* **Page excerpt**:
================

Pruning tree garden

Fruit Tree Care and Pruning


Every winter apple and pear trees should be pruned to ensure a good crop for the following season.

Fruit Tree Care and Pruning - December

 

General Advice:

-          Every winter apple and pear trees should be pruned to ensure a good crop for the following season.

-          The aim of pruning would be to create an open crown with a framework of about 5 main branches.

-          If fruit trees or bushes have recently been planted ensure the ground doesn’t become too wet or frosted. 

Pruning Fruit Trees:

Pruning techniques depends on whether the fruit tree is a spur or tip bearer. If your fruit tree fruits on spurs follow the spur-bearing pruning techniques, and if the tree produces fruits towards the tips of the shoots made the previous summer follow the tip-bearing pruning techniques

Spur-bearing varieties

  • Shorten the previous year’s growth on each main branch by one third.  Ensure you prune to a bud facing in the required direction.
  • Cut back young side shoots (laterals) which are growing from the main framework to around 5 buds.
  • Remove crossing, badly placed, damaged, dead or diseased branches.

Tip-bearing varieties

  • Prune the previous year’s growth on every main branch and also on the most vigorous side shoots (laterals) to the first strong bud.
  • If the side shoots are less than 30cm long, then leave unpruned.
  • Cut back some older fruited wood to young shoots to prevent congestion.
  • Remove crossing, badly placed, damaged, dead or diseased branches.

 

Pruning Soft Fruit

Prune autumn raspberries – cut back all stems to ground level anytime from December to February.

Prune red and white currants and gooseberries as follows:

  • Remove dead wood and low lying shoots.
  • Spur prune all side shoots by cutting them back to 1-3 buds from the base.
  • Shorten the branch tips by one quarter to an outward facing bud.

================

* **Data section**:
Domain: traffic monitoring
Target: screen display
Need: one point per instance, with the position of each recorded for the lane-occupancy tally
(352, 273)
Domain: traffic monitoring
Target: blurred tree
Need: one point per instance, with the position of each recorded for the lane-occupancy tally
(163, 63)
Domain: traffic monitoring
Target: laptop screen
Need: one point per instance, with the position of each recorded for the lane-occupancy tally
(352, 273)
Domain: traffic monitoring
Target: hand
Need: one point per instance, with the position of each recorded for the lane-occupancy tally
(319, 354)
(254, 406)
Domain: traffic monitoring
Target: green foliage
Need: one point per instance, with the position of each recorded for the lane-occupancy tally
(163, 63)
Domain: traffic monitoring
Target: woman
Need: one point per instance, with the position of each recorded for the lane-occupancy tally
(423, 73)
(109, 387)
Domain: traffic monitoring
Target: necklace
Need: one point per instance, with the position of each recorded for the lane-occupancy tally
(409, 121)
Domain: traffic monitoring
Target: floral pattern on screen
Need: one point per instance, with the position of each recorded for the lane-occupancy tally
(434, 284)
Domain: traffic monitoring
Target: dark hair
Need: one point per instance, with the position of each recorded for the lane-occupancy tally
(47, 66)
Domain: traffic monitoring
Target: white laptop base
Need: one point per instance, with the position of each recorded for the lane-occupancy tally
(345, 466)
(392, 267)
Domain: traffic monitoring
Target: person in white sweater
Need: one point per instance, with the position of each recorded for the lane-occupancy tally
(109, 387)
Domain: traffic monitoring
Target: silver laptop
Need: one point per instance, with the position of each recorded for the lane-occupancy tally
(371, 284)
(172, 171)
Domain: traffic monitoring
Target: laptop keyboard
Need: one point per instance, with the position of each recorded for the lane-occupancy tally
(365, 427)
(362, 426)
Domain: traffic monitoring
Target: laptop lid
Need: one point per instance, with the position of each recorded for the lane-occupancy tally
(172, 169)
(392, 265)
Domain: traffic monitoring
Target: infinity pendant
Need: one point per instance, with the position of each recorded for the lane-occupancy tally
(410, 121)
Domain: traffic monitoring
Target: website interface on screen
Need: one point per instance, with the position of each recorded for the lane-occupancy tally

================

* **Apply what you read**:
1. Quote the fruit tree pruning page from "-          If fruit" to "the required direction.".
2. On the fruit tree pruning page, when should autumn raspberries be cut back to ground level?
The rows come from a different source than the fruit tree pruning page.

* **Exercise results**:
1.
-          If fruit trees or bushes have recently been planted ensure the ground doesn’t become too wet or frosted. 

Pruning Fruit Trees:

Pruning techniques depends on whether the fruit tree is a spur or tip bearer. If your fruit tree fruits on spurs follow the spur-bearing pruning techniques, and if the tree produces fruits towards the tips of the shoots made the previous summer follow the tip-bearing pruning techniques

Spur-bearing varieties

  • Shorten the previous year’s growth on each main branch by one third.  Ensure you prune to a bud facing in the required direction.

2. Anytime from December to February.